Work to complete: Reproduce the entries exactly.

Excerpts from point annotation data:

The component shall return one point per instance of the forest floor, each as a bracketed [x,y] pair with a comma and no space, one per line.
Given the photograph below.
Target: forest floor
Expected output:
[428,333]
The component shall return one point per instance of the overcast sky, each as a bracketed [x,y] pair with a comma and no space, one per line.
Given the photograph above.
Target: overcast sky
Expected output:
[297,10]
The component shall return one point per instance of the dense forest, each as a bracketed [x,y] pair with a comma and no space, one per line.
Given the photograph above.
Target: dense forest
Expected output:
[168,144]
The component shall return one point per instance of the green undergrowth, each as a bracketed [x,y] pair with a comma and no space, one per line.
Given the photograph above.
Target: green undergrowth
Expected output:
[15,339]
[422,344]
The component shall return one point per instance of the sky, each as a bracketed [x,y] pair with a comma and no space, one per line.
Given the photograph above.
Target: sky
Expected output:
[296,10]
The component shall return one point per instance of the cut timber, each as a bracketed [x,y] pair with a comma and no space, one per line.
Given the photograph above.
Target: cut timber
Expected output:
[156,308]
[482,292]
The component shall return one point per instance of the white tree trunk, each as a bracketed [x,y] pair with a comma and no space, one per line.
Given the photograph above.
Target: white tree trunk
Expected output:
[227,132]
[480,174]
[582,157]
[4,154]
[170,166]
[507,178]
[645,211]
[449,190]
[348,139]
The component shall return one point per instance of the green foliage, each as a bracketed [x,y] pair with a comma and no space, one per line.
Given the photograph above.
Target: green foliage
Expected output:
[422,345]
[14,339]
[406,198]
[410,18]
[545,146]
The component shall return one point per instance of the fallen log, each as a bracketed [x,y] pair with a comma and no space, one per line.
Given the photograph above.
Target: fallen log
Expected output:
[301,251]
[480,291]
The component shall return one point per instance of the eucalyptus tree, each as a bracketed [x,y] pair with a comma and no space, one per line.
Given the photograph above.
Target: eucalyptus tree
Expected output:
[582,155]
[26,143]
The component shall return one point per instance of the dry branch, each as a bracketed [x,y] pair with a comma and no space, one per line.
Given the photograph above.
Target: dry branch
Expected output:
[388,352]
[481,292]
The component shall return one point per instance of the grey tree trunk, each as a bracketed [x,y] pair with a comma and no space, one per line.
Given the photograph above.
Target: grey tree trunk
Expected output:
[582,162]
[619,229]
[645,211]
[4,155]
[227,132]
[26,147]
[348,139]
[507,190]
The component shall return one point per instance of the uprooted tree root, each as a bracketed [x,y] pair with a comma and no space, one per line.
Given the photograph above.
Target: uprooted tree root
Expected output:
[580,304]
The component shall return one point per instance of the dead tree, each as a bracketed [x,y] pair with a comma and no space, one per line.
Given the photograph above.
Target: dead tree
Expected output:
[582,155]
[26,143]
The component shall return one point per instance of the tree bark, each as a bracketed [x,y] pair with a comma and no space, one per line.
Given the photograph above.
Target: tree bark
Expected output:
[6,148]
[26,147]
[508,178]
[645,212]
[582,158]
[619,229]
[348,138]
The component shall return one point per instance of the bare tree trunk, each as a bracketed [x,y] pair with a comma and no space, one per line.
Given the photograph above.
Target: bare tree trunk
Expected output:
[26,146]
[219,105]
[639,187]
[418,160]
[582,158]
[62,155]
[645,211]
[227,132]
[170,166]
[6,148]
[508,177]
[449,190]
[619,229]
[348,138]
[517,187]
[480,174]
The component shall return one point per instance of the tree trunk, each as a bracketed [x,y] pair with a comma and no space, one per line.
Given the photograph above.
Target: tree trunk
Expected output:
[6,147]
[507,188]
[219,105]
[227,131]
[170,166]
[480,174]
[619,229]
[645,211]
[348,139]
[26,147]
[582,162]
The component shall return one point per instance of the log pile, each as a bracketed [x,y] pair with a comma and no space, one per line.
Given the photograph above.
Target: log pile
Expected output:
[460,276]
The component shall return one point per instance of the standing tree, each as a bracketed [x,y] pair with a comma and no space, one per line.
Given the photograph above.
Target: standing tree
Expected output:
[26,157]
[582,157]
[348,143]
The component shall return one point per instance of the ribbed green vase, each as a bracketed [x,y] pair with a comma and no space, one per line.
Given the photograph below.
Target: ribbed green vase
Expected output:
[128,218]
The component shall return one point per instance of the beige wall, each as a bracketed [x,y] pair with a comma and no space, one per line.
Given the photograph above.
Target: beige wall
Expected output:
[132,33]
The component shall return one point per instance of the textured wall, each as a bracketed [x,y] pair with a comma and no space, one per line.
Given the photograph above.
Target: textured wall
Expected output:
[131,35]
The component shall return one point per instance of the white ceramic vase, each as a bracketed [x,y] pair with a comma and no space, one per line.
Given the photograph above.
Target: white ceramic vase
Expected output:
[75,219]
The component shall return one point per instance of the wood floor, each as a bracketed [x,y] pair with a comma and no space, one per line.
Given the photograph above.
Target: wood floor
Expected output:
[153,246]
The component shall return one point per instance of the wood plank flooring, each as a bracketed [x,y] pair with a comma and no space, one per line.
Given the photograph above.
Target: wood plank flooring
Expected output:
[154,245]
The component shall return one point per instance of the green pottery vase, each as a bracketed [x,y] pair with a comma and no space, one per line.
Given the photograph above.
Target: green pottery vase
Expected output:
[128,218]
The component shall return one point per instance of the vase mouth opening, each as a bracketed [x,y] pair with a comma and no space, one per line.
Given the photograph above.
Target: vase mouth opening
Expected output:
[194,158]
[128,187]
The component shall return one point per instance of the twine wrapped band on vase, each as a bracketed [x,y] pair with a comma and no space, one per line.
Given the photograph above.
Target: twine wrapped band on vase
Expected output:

Solution to the exercise:
The component shall return one point per instance of the forest floor, each as a bracketed [x,y] pair with a comma and no space, one per line.
Given the photograph below.
Target: forest floor
Expected output:
[428,333]
The component shall return one point per instance of the overcast sky, each as a bracketed [x,y] pair with a comma and no space, one per line.
Given the photograph above.
Target: overcast sky
Expected output:
[297,10]
The component shall return one point per instance of the dense forest, each as a bracketed [x,y] pair with a comma and no space, one per line.
Given the photograph above.
Target: dense forest
Expected output:
[168,144]
The component shall return one point per instance of the green undergrowth, each as a bracketed [x,y] pair with a comma and no space, one per line.
Given the photograph above.
Target: green undergrowth
Expected output:
[15,339]
[422,344]
The component shall return one point per instance of the sky, each as a bracketed [x,y] pair with a comma and no space, one per line.
Given the photograph above.
Target: sky
Expected output:
[296,10]
The component shall return one point per instance of the cut timber, each as a bracketed [x,y] pair with a comma and no space, one per line.
Given the photograph above.
Target: cut timber
Expected output:
[156,308]
[482,292]
The component shall return one point per instance of the white tree trunk, each as a bracketed [x,y] pair with a comma and no space, one per line.
Given the photograph above.
Target: white tree trunk
Expected output:
[227,132]
[480,174]
[582,157]
[4,154]
[170,166]
[507,178]
[645,211]
[449,190]
[348,139]
The component shall return one point per instance of the green foliage, each as a bracketed [x,y] pair with a comma and no space, one per line.
Given the photograph above.
Target: green foliage
Expected output:
[422,345]
[14,339]
[406,198]
[410,18]
[545,146]
The component shall return one point per instance of the fallen log, each as a bracketed [x,y] pair with a comma and no space, one per line.
Given the photograph above.
Target: fallen log
Expected output:
[301,251]
[480,291]
The component shall return one point per instance of the eucalyptus tree, each as a bracketed [x,y] pair with a comma and no space, one per line.
Given the photograph above.
Target: eucalyptus tree
Expected output:
[582,155]
[26,143]
The component shall return one point per instance of the dry branch, each as a bracketed [x,y] pair with a comma and no space, one per line.
Given the photograph above.
Target: dry branch
Expected output:
[388,352]
[481,292]
The component shall return one point per instance of the grey tree trunk, each as a bracketed [x,y] pair with a comma and no space, one per line.
Given the photograph above.
Target: grey tree trunk
Expected output:
[582,162]
[619,229]
[645,211]
[4,155]
[227,132]
[26,147]
[348,139]
[507,190]
The component shall return one point per instance of the uprooted tree root, each as a bracketed [x,y] pair with a comma and no space, one per line.
Given the photograph above.
Target: uprooted tree root
Expected output:
[580,304]
The component shall return one point per instance of the dead tree, each as a bracketed [x,y] pair with a comma and no space, one per line.
Given the photograph above.
Target: dead tree
Expected output:
[582,155]
[26,143]
The component shall return one point per instance of the tree bark, each as a bracketed [x,y] pair with a comma and no space, one per line.
Given the photograph above.
Target: tree bark
Expected output:
[6,148]
[26,147]
[508,178]
[645,212]
[582,158]
[619,229]
[348,138]
The component shall return one point per instance of the bare tree trunk, each as a bracketed [x,y] pair with a comma and no space, one per line.
Given the photograph above.
Target: bare tree trunk
Expected output:
[26,146]
[219,105]
[639,187]
[418,160]
[582,158]
[62,155]
[645,211]
[227,132]
[170,166]
[6,148]
[508,177]
[449,190]
[619,229]
[348,138]
[517,187]
[480,174]
The component shall return one point per instance of the tree trunk, each as a bracketed [x,y] pair with a comma and no space, one per line.
Given the photograph above.
Target: tree trunk
Expected output:
[6,147]
[507,188]
[219,105]
[227,131]
[170,166]
[480,174]
[619,229]
[645,211]
[348,139]
[26,147]
[582,162]
The component shall return one point per instance of the log pile, each as a bracketed [x,y] pair with a comma and no space, one per line.
Given the photograph above.
Target: log pile
Expected output:
[460,276]
The component shall return one point per instance of the standing tree, each as a bracketed [x,y] pair with a comma and no space, one per line.
Given the photograph above.
Target: standing tree
Expected output:
[26,157]
[582,157]
[348,143]
The component shall return one point per instance of the ribbed green vase, each as a bracketed [x,y] pair with a comma and no space, one per line.
Given the photograph below.
Target: ribbed green vase
Expected output:
[128,218]
The component shall return one point per instance of the beige wall, each as a bracketed [x,y] pair with a comma and no space, one per line.
Given the photograph above.
Target: beige wall
Expected output:
[132,33]
The component shall return one point per instance of the textured wall, each as a bracketed [x,y] pair with a comma and no space, one per line.
Given the photograph above.
Target: textured wall
Expected output:
[131,35]
The component shall return one point per instance of the white ceramic vase, each as a bracketed [x,y] pair with a comma and no space, one per line.
Given the photograph above.
Target: white ceramic vase
Expected output:
[75,219]
The component shall return one point per instance of the wood floor, each as a bracketed [x,y] pair with a comma and no space, one per line.
Given the photograph above.
Target: wood floor
Expected output:
[153,246]
The component shall return one point per instance of the wood plank flooring, each as a bracketed [x,y] pair with a comma and no space, one per line.
Given the photograph above.
Target: wood plank flooring
Expected output:
[154,245]
The component shall return one point per instance of the green pottery vase, each as a bracketed [x,y] pair with a comma and no space, one per line.
Given the photograph above.
Target: green pottery vase
Expected output:
[128,218]
The component shall return one point per instance of the vase mouth opening, each as a bracketed [x,y] pair with a comma and no space, one per line.
Given the photograph above.
Target: vase mouth opening
Expected output:
[194,158]
[128,187]
The component shall return one point per instance of the twine wrapped band on vase, each as a bracketed [x,y] pair with a comma and no space, one per line.
Given the photograph above.
Target: twine wrapped band on vase
Expected output:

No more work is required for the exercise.